Request:
Copy out the lines below word for word, starting with the line that contains "Provide the location of each instance of the singer's" and continuing through the end of the records.

[Records from a data source]
┌────────

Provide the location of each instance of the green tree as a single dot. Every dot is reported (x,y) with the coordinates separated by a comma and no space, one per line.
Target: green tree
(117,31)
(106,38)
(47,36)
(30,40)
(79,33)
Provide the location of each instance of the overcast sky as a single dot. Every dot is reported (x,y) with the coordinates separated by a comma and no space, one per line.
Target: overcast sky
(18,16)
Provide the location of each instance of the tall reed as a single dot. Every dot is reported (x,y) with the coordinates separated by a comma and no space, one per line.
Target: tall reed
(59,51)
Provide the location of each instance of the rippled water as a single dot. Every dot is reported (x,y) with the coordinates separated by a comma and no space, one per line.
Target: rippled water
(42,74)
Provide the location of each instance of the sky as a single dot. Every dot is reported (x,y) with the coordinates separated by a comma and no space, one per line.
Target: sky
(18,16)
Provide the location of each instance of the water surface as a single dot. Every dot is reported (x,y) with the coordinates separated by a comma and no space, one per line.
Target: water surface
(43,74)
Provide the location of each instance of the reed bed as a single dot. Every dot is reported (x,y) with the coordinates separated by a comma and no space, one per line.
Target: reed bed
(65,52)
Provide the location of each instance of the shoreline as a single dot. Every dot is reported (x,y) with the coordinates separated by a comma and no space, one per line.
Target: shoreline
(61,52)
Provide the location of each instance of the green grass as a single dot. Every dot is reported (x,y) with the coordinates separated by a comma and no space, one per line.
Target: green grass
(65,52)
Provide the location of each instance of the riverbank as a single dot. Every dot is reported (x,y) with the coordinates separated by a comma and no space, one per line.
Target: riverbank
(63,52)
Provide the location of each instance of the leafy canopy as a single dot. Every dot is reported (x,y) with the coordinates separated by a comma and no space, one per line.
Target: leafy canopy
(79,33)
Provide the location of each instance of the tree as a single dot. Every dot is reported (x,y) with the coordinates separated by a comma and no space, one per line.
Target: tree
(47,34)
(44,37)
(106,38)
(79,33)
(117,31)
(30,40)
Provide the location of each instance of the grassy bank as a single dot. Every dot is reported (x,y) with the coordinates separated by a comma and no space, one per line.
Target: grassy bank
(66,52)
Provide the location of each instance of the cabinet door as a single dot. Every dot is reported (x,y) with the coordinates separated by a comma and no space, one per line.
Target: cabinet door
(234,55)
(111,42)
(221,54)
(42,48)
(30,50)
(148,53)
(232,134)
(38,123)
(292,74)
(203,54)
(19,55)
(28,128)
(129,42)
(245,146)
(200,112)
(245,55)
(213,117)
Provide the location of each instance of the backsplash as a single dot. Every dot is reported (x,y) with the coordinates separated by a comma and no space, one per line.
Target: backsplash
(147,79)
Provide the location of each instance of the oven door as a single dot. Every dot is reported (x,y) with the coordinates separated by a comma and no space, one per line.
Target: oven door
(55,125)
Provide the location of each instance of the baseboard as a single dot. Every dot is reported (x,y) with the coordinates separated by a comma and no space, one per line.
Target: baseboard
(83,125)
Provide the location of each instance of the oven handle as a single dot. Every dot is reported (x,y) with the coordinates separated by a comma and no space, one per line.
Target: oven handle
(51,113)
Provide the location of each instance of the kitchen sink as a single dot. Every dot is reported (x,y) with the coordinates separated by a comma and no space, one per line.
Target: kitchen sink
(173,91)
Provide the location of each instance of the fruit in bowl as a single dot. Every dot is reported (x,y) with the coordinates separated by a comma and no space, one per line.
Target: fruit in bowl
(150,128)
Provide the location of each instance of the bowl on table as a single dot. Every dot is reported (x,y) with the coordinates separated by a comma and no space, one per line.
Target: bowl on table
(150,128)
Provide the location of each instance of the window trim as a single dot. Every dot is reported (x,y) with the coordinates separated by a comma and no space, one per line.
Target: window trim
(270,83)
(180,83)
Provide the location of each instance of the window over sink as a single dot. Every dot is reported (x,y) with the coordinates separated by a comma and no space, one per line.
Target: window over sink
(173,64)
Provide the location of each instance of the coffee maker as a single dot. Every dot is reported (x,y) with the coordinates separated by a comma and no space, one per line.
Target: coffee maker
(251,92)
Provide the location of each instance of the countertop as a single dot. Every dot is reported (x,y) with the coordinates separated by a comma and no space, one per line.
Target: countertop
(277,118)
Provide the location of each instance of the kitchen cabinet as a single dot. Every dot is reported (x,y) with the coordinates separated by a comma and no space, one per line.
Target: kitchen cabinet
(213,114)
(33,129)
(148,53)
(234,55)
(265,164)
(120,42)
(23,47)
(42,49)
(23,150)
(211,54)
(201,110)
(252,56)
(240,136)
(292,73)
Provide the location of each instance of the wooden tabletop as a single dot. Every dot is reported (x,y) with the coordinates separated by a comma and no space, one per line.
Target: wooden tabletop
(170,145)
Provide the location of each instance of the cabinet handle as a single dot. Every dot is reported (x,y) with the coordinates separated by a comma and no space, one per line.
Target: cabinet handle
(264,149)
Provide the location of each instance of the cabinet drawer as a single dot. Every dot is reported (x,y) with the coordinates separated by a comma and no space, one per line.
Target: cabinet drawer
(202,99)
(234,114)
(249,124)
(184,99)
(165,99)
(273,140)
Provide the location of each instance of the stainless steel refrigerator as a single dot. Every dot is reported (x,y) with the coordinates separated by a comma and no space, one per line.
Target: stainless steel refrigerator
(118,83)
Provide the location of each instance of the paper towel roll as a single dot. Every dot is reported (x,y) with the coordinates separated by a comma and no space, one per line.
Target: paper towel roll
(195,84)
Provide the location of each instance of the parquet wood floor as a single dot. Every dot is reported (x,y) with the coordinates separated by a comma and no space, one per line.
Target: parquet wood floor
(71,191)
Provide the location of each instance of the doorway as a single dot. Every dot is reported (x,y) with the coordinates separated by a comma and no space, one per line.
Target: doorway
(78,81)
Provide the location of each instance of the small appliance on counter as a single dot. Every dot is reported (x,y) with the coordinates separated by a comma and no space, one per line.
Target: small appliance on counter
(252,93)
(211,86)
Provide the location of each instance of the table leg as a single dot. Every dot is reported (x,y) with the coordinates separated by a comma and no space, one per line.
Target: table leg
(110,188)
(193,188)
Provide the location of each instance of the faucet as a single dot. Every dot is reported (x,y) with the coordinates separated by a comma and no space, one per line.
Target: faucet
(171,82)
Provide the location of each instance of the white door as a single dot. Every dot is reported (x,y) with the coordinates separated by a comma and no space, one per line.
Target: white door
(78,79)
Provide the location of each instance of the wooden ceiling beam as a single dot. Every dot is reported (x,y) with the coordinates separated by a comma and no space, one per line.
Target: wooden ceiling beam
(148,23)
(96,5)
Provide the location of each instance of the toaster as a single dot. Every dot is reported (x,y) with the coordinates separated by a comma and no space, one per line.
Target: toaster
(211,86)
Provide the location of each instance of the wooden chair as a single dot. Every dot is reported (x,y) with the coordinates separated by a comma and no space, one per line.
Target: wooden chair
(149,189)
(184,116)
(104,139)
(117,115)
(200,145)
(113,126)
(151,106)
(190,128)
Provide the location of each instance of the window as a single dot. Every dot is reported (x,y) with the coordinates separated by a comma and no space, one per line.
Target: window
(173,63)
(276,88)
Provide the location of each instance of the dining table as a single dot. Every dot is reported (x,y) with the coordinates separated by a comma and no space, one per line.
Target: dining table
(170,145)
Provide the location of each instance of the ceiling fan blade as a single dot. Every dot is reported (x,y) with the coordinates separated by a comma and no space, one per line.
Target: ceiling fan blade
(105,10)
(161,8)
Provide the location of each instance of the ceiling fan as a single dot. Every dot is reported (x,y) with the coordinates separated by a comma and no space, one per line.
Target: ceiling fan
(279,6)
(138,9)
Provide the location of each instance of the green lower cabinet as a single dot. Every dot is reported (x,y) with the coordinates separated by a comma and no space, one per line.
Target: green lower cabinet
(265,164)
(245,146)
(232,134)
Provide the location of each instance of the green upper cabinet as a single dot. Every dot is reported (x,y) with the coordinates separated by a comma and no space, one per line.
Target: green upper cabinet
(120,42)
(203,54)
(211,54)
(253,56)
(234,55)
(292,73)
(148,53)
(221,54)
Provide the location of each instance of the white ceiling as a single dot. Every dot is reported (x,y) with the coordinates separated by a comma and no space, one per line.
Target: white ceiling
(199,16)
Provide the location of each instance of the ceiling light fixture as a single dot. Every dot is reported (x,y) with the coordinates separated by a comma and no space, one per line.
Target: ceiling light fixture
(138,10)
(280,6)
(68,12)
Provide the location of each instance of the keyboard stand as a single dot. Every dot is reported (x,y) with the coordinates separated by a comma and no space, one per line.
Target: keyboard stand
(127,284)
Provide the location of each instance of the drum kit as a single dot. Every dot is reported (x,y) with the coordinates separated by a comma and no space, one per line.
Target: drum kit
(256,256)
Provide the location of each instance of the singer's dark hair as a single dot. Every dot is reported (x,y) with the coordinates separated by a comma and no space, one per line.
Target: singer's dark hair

└────────

Exercise response:
Provide the location of each instance of the singer's dark hair as a single dot. Every dot is reported (x,y) with the coordinates separated by a comma and no space, one per line.
Target: singer's dark hair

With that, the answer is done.